### Task objective:
Only the pictures are to be left out, and the rest of the entries should be reproduced exactly.

START Task material

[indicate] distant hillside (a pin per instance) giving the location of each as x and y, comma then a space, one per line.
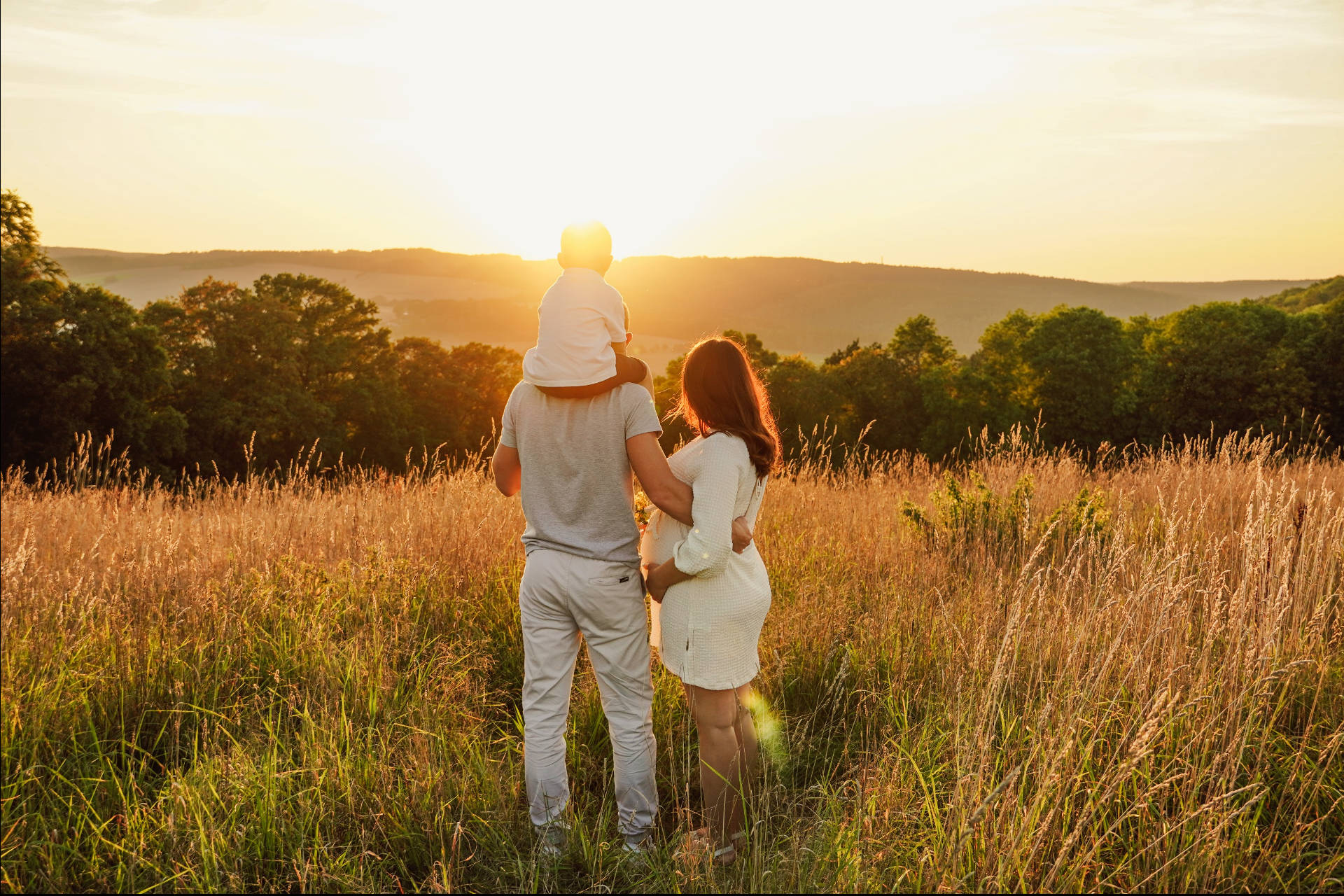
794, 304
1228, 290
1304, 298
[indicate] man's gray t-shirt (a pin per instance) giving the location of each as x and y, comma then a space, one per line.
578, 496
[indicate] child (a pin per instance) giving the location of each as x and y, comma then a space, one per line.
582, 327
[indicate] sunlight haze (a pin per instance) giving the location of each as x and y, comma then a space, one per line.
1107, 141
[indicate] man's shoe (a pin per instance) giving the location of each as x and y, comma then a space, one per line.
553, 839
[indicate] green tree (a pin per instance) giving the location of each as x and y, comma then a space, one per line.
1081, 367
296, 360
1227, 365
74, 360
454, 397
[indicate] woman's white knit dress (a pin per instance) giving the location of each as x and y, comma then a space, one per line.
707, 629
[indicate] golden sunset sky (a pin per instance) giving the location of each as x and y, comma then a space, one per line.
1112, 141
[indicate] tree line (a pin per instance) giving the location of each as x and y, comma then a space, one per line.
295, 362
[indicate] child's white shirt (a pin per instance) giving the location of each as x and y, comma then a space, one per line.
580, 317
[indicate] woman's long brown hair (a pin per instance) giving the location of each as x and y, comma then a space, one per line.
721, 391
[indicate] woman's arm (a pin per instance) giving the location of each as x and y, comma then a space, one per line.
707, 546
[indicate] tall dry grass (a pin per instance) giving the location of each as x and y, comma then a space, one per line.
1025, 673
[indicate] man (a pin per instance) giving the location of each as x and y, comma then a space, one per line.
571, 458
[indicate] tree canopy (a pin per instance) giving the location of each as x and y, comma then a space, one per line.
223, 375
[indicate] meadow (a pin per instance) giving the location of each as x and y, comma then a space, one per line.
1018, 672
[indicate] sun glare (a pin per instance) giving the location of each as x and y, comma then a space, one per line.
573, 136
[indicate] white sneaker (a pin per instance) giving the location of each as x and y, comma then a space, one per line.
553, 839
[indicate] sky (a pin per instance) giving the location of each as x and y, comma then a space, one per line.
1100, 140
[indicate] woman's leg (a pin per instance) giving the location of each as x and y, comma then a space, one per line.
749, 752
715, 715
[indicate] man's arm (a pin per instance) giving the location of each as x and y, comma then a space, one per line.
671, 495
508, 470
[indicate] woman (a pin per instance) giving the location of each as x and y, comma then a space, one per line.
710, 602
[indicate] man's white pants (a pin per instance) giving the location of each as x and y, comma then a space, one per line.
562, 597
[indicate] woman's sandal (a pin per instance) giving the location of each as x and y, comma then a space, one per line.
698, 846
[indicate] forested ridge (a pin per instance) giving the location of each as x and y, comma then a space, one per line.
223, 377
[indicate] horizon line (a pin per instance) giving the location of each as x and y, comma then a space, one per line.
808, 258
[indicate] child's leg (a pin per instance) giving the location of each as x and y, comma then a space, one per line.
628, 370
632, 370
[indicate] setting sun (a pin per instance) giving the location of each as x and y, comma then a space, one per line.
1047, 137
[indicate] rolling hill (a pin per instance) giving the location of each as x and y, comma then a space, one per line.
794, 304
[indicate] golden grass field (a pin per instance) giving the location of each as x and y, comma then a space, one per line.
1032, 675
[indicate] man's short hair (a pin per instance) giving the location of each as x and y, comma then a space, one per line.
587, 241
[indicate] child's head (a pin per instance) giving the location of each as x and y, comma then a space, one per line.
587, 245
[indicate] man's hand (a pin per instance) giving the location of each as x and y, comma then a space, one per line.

END Task material

### Response to the task:
[indicate] distant hillside (a pin per instance) giving the location of each as x and y, comma then a space, one per line.
794, 304
1228, 290
1304, 298
[indicate] man's gray t-shirt (a pin per instance) giving the location of each as x and y, comma then a space, one per line.
578, 496
[indicate] child (a pin per instance) giving the location of each as x and y, comma then a space, one per line.
582, 327
[indicate] sunlight haze (a pin per instance) giving the location of each as x and y, comma then a space, one per line.
1107, 141
[indicate] man's shoe (a pin per instance) giving the location of each as x and y, comma then a space, one per line.
553, 839
[indicate] green tree (a pin per instance) giving the location of each as x and y, comma then a space, one per line.
1081, 367
296, 360
1227, 365
74, 360
454, 397
[indicate] woman's white knit dress (a pin per instance) giving the location of each as x and y, comma then a space, one per line.
707, 629
[indicate] golden sunset sky (a pin per instance) giving the location of each as x and y, comma then a space, one per line.
1112, 141
[indicate] tree line (a pin per instance) giving the location of each as x and y, comma then a space, one per line.
295, 362
[indicate] child's white shirt (a pin per instance) giving the location of each as x and y, comma then a space, one per line.
580, 317
[indicate] woman's long brown hair (a pin per instance) giving the location of each as x and y, comma then a space, one per line.
721, 391
[indicate] woman's arm (a pin per instance) giving the location of each as x and y, comma then a space, one per line.
707, 546
[indicate] tall dry grass (a pin per instance) giving the location of each as x and y, comma then a space, one per line.
1025, 673
[indicate] man (a pin per instance) giving the location of each as x and y, comma then a space, one per line.
571, 458
[indicate] tree canopy (a pin per instance) giving the location of each as x and y, comma then a space, one per line.
223, 375
[indicate] meadow (a pin per instance) giving the location of each as x and y, comma then a space, one per line.
1018, 672
[indicate] sun glare (a pin per instance) giving the location of each as x and y, comma then a space, one per line.
573, 136
[indicate] white sneaker (a pin per instance) giving the location of each as x and y, comma then a space, one per line.
553, 839
[indicate] sky (a pin per instance) giving the location of each as x and y, comma then a space, one per line.
1100, 140
[indicate] woman's leg (a pin per instance) giving the location of each as x and y, comma then a space, one per line.
749, 752
715, 715
[indicate] man's arm (a pin per instance) giving the location of each as x and y, comma then a space, one per line.
671, 495
508, 470
[indicate] woman (a pin per instance) giving the location of each as x and y, comma then a space, one per line.
710, 602
[indicate] man's white pants (a pin per instance) giving the location of each as x and y, comma then a space, one per line.
562, 597
[indicate] woman's sandal (a pin per instance) giving the location of each as x and y, comma then a space, one per line.
698, 846
[indicate] forested ridge (a pin per instance) giving the location of each as x and y, comma then a space, one per line.
223, 377
[indicate] horizon line (a pin per instance) giving the location of each as x and y, comma then a space, one per line.
808, 258
[indicate] child's leg (a pin per instance) giving the location of each as x and y, comma then a space, one per line.
628, 370
632, 370
[indicate] setting sun (a pin per instance) giving the location of each as x and y, comma then a space, one per line.
1047, 137
[indicate] rolling hill (a pin per instance) giving the location of each as x and y, comma then a space, one per line.
794, 304
[indicate] golden grass field (a pin per instance) giving the location of each as x and y, comma then a space, one per line.
1032, 675
[indicate] man's short hair (a pin per instance) giving the location of each as x and y, comma then a space, one per line.
587, 241
[indicate] child's head (a pin per instance) giving the location of each as x and y, comma then a space, one per line.
587, 245
[indicate] man's hand (a pin per instance) giving the location of each as x and y, comma then a space, one per line.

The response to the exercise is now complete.